begin Source passage

Steam cracking units herein may include cracking heaters, cracking furnaces, or combinations thereof. Cracking heaters, for example, may include electric heaters configured for heating of a hydrocarbon feedstock to cracking temperatures, may be furnaces configured for heating of a hydrocarbon feedstock to cracking temperatures, or may be a combination of cracking heaters and cracking furnaces that may be used for processing select feeds.

An objective of embodiments herein is to maximize yields of light olefins, especially ethylene and propylene, through the direct processing of crude oil or other wide boiling hydrocarbon mixtures. As outlined above, and as illustrated in the Figure, the process involves separating a hydrocarbon feedstock 10, such as a crude oil or a wide boiling hydrocarbon mixture, in a crude separation unit 12 by heating the crude oil in a heater followed by steam stripping or other separations to recover a lighter portion 14 of the crude which is routed to a steam cracker 16 and a balance liquid portion 18 processed in a hydrocracker 20 along with low-value pyrolysis oil or light pyrolysis oil 22 from the steam cracker 16. The effluent 24 from the hydrocracker is cooled and further processed in steam cracker 16. The products (not fed to other units) from the steam cracker include mainly ethylene 26 and propylene 28 along with small quantities of fuel oil 30. The steam cracker's pyrolysis gasoline 32 is processed in the pyrolysis gasoline hydrogenation (PGH) unit 34.

end Source passage
begin Supplied material

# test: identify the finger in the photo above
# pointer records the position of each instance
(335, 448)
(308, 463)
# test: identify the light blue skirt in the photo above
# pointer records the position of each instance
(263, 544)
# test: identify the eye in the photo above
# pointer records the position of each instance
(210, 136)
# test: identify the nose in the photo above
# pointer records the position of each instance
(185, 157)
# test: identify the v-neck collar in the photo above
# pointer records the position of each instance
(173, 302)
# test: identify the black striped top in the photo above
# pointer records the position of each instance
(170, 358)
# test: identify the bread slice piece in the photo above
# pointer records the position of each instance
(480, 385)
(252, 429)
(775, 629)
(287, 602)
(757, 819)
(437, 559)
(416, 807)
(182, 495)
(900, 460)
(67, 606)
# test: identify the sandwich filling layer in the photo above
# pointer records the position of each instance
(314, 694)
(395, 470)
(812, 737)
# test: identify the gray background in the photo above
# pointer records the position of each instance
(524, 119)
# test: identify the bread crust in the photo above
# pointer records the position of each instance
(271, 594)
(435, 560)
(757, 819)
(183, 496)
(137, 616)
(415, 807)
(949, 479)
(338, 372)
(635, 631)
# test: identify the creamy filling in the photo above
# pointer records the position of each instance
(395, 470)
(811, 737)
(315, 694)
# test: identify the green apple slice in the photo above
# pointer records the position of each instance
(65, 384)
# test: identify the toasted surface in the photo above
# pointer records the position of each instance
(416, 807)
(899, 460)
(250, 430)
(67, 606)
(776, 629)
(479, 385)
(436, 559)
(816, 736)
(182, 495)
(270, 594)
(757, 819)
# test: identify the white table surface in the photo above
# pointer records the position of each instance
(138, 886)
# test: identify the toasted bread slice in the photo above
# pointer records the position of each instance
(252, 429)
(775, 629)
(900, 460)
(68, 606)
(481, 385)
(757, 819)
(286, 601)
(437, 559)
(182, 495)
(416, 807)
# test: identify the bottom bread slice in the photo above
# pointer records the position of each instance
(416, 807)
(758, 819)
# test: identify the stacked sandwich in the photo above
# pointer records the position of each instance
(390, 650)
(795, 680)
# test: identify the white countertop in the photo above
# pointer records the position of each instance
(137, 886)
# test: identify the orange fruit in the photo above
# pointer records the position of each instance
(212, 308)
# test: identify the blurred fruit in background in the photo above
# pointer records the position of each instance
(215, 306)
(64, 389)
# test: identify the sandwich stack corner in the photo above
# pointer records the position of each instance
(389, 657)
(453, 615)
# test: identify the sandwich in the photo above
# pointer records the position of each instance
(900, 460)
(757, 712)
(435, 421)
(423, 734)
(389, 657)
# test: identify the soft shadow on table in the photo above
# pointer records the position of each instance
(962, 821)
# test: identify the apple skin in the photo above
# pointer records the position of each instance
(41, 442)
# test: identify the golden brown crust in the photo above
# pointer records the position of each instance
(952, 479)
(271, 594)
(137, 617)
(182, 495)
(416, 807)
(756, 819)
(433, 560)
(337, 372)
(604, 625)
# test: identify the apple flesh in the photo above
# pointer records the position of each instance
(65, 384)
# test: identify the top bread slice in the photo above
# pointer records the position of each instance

end Supplied material

[Set of tasks]
(A) Repeat word for word the section of the steam cracking text that begins with "Steam cracking units" and ends with "processing select feeds.".
(B) Summarize the steam cracking text in two sentences.
Use only the steam cracking text as your source.

[Responses per task]
(A)
Steam cracking units herein may include cracking heaters, cracking furnaces, or combinations thereof. Cracking heaters, for example, may include electric heaters configured for heating of a hydrocarbon feedstock to cracking temperatures, may be furnaces configured for heating of a hydrocarbon feedstock to cracking temperatures, or may be a combination of cracking heaters and cracking furnaces that may be used for processing select feeds.

(B) Steam cracking units can heat a hydrocarbon feedstock to cracking temperatures using cracking heaters such as electric heaters, cracking furnaces, or a combination of the two. The process aims to maximize ethylene and propylene yields by separating crude oil or a wide boiling hydrocarbon mixture into a lighter portion sent to a steam cracker and a liquid balance that is hydrocracked with pyrolysis oil, and the hydrocracker effluent is then also processed in the steam cracker.